━━━━━ Material to process

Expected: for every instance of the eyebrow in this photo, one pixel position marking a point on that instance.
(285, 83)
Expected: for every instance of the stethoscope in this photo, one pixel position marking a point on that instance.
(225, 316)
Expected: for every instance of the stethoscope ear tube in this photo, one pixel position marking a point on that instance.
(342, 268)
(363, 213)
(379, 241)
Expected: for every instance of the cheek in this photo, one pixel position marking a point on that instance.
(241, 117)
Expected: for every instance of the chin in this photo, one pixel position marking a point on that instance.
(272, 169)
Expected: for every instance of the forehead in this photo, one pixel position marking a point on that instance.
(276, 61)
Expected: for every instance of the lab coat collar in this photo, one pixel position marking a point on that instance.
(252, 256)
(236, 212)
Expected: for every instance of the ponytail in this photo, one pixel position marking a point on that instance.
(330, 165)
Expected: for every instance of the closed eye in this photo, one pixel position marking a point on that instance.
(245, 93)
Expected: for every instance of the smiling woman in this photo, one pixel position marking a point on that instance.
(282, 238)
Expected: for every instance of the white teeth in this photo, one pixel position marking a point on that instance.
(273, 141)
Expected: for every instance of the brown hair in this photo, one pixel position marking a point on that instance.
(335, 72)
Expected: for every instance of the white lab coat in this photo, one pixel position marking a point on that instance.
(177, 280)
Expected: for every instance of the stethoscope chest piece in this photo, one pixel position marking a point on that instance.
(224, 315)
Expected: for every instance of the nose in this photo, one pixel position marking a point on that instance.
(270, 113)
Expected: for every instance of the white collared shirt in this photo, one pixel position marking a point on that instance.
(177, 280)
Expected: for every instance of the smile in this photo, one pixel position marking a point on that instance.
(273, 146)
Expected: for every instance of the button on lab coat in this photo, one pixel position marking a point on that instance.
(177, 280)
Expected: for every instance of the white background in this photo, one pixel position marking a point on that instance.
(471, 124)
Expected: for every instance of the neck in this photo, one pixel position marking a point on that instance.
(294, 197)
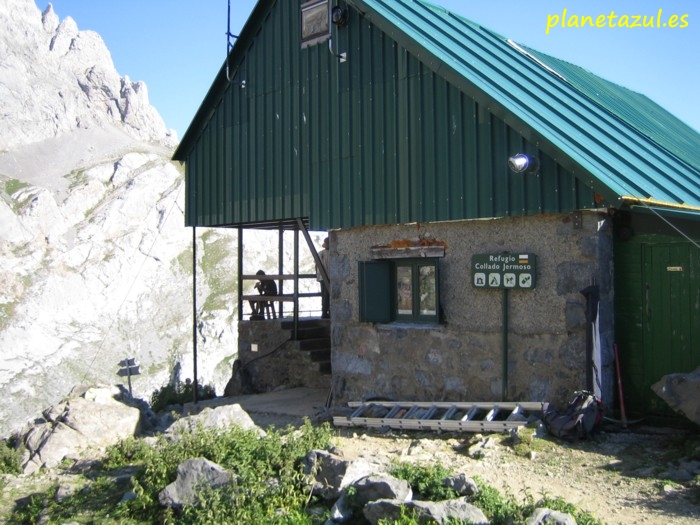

━━━━━━━━━━

Your goal:
The answer must be the whole listing, word for word, with no pictures in it. Please write it out.

Result:
Expected: for every instance of the eyebrow in this photo, one pixel position marking a point on that instance.
(285, 83)
Expected: for every instance of the stethoscope in this photo, one pixel position marking a point on that instance.
(225, 316)
Expected: for every instance of the stethoscope ear tube in this photo, one pixel position marking a point on that instance.
(342, 268)
(363, 213)
(379, 241)
Expected: for every instance of the cheek in this photo, one pixel position marking a point on that instance.
(241, 117)
Expected: for every instance of the chin in this photo, one pixel position marking a point on that instance.
(272, 169)
Expected: for every instance of the forehead in this photo, one pixel position marking a point on that instance.
(276, 61)
Expected: for every instance of the lab coat collar in this photo, one pixel position marking a point on that instance.
(252, 256)
(236, 212)
Expected: for every instance of the ponytail in this photo, one pixel position marking a point on that instance.
(330, 165)
Expected: for every instance of the closed eye in this photo, one pixel position marking a point on that instance.
(245, 93)
Expected: for every instance of the smiling woman in this photo, one pixel position marking a point on that instance.
(282, 238)
Expected: for every instance of the white teeth in this photo, one pixel position marking a point on that instance.
(273, 141)
Expected: for every instance of the brown hair in this photo, one pixel position marking a point on that instance.
(335, 72)
Expected: for every instance of the white lab coat in this photo, one pixel position marking a point on that instance.
(177, 280)
Expected: for every instance of the stethoscope chest piece in this photo, one pixel position marking a point on that instance.
(224, 315)
Expected: for every instance of the nose in this photo, one pixel position marking a point on that instance.
(270, 113)
Expected: for every instance of the white collared shirt in this photo, one pixel position marking a point on that instance.
(177, 280)
Expected: for every instance of the smile in this photo, one pixel position marking a point on that instance.
(273, 146)
Expected: for every instance of the button on lab coat in this photo, one pixel position marking a point on that instance.
(177, 280)
Expected: for every instance of the white background in this photo, one pixel position marking a point on that instance.
(471, 124)
Expected: for every instance of the neck in this photo, one pixel position marking a point on that instance.
(294, 197)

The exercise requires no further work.